(Image point grounding data)
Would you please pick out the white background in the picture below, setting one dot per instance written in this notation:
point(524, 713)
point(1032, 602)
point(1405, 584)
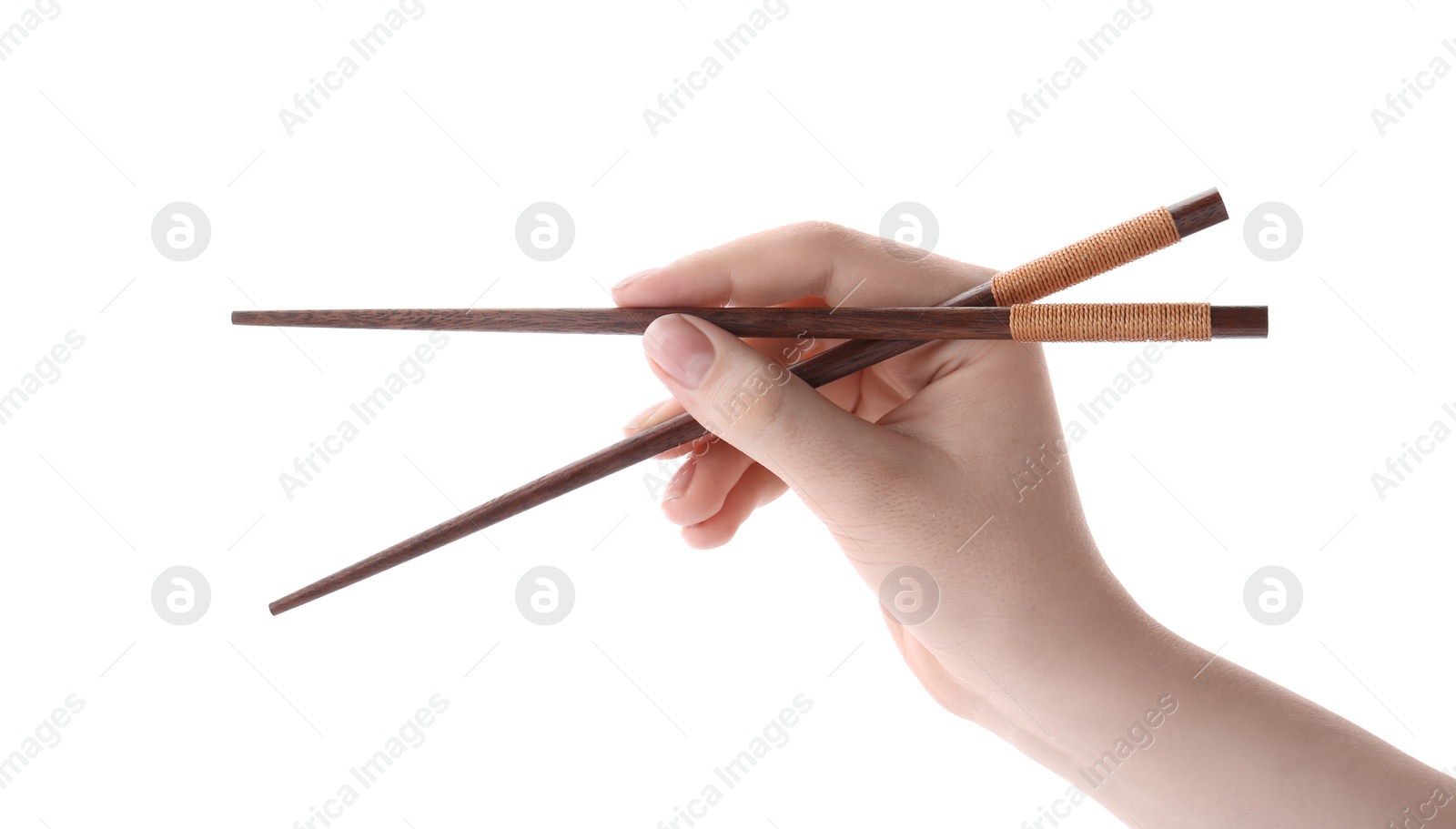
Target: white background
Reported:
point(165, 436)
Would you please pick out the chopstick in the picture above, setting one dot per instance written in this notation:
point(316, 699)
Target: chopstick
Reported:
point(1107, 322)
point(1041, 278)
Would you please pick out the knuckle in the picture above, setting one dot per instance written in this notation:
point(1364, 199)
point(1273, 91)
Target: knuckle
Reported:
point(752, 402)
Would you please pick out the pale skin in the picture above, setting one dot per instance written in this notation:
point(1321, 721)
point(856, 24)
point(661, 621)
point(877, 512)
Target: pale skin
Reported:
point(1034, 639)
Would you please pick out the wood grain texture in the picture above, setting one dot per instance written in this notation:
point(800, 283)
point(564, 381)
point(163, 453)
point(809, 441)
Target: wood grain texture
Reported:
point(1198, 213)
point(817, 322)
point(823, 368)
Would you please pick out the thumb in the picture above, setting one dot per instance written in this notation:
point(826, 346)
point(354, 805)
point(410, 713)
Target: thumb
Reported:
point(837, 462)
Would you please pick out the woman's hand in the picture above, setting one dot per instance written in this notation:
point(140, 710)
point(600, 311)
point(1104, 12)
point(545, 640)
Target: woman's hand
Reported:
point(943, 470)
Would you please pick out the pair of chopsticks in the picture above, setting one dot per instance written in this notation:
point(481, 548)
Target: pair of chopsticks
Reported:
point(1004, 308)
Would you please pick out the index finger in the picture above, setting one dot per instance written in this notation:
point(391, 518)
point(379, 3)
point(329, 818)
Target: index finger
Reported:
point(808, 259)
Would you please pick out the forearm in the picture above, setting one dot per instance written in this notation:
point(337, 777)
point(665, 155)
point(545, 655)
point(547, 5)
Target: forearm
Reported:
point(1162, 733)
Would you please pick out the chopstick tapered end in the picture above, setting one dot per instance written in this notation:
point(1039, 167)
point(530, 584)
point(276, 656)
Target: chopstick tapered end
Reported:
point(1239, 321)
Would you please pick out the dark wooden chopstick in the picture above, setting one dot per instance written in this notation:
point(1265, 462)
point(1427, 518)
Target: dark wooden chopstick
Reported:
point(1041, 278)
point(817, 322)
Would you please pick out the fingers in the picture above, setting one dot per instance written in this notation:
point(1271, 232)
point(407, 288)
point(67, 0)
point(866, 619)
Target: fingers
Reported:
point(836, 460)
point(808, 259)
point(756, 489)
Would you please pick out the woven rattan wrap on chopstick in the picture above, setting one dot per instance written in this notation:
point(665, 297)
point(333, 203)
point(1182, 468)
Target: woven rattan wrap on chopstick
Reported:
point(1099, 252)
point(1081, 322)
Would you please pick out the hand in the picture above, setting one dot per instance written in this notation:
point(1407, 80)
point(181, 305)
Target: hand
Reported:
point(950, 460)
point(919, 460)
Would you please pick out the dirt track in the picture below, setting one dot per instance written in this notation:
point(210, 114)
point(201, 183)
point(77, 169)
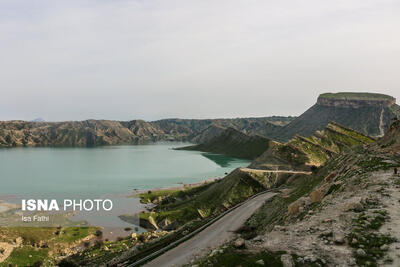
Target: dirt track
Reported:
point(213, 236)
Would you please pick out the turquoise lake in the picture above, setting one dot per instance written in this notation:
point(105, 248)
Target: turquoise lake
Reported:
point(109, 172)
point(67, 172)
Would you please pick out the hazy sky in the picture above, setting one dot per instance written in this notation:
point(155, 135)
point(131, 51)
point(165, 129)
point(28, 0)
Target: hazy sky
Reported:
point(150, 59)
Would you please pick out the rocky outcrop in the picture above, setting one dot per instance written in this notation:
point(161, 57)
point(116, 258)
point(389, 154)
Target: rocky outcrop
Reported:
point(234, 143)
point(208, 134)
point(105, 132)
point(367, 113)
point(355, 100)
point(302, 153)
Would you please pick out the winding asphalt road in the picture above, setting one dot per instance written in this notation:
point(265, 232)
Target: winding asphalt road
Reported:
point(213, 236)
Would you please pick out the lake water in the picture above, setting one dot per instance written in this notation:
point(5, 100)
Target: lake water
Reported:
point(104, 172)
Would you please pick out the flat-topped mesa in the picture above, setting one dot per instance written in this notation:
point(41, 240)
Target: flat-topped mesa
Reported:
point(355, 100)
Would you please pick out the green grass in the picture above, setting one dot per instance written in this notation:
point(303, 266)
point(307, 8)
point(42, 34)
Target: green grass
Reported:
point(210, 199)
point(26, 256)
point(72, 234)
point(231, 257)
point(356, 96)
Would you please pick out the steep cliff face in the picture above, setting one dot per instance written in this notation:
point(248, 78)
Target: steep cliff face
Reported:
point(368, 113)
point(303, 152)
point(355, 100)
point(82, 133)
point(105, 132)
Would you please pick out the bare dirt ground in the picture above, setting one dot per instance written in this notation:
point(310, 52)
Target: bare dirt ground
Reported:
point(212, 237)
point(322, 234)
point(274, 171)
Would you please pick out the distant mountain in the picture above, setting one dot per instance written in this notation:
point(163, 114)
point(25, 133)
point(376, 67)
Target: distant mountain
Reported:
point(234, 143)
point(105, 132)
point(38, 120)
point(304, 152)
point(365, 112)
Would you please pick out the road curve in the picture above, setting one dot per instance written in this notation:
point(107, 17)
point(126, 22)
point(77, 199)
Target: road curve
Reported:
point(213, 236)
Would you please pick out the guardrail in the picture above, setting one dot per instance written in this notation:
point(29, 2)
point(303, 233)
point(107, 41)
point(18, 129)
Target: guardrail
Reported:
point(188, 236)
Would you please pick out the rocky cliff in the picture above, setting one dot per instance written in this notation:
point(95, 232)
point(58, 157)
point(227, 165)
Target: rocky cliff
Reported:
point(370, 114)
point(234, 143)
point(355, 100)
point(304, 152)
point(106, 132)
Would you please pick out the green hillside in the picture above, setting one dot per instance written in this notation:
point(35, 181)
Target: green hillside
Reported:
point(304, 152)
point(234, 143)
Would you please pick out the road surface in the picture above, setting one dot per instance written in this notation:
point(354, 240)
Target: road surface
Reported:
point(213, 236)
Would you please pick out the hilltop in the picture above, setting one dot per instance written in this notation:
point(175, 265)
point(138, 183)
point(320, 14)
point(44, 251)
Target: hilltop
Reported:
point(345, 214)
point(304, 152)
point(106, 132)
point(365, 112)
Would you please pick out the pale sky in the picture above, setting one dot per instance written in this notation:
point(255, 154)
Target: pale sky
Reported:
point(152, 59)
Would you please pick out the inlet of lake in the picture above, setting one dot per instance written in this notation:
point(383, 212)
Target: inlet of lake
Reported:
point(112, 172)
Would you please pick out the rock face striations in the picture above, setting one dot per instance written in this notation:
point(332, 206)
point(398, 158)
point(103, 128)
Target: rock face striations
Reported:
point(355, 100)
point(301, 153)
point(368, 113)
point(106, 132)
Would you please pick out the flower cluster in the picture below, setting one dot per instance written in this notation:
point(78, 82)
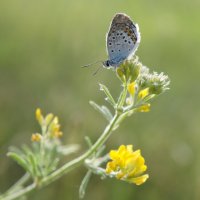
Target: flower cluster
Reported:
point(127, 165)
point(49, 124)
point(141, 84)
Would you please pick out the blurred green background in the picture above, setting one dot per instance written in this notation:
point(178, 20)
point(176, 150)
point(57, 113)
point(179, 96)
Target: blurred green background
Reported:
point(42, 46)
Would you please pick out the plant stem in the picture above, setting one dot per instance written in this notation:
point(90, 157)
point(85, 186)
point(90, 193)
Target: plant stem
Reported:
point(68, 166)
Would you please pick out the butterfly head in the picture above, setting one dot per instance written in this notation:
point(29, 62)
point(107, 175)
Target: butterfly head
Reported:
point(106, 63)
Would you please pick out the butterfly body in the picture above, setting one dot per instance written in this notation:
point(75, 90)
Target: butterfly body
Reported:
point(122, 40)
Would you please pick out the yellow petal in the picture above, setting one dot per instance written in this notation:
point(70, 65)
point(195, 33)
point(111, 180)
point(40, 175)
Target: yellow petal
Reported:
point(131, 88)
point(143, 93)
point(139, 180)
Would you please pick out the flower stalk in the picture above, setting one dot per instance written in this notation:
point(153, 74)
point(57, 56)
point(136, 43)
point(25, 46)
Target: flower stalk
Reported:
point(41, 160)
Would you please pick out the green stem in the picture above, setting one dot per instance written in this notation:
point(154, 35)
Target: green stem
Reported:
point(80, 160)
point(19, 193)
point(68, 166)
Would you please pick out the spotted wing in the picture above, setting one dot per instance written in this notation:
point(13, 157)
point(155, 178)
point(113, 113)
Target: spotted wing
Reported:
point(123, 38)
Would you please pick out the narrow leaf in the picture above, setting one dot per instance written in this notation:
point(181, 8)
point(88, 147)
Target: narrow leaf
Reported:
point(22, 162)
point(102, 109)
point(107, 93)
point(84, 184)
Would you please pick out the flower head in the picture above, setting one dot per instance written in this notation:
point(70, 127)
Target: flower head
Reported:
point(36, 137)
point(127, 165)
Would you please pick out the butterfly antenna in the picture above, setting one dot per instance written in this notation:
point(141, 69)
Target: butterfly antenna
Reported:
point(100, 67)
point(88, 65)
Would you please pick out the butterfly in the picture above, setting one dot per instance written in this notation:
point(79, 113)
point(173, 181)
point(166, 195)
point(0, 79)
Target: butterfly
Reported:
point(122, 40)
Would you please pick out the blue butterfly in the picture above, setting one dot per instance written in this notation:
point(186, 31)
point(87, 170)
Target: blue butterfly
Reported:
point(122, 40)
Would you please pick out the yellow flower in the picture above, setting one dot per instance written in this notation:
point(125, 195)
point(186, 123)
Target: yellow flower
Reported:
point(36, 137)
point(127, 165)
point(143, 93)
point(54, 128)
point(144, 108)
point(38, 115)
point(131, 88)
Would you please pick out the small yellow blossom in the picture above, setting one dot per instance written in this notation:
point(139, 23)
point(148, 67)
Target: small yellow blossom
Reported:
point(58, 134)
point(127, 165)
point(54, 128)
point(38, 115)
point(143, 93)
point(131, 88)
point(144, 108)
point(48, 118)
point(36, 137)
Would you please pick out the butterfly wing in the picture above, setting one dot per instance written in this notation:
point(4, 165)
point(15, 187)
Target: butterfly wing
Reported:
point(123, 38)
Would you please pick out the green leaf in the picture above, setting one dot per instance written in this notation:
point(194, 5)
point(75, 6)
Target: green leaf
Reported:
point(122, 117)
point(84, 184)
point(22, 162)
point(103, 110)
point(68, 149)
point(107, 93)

- _What to produce_
All lines of the records above with the word "hilltop" in them are to be copied.

- _Output for this exercise_
Would you please pick out the hilltop in the picture above, setting one dot per instance written in this notation:
Target: hilltop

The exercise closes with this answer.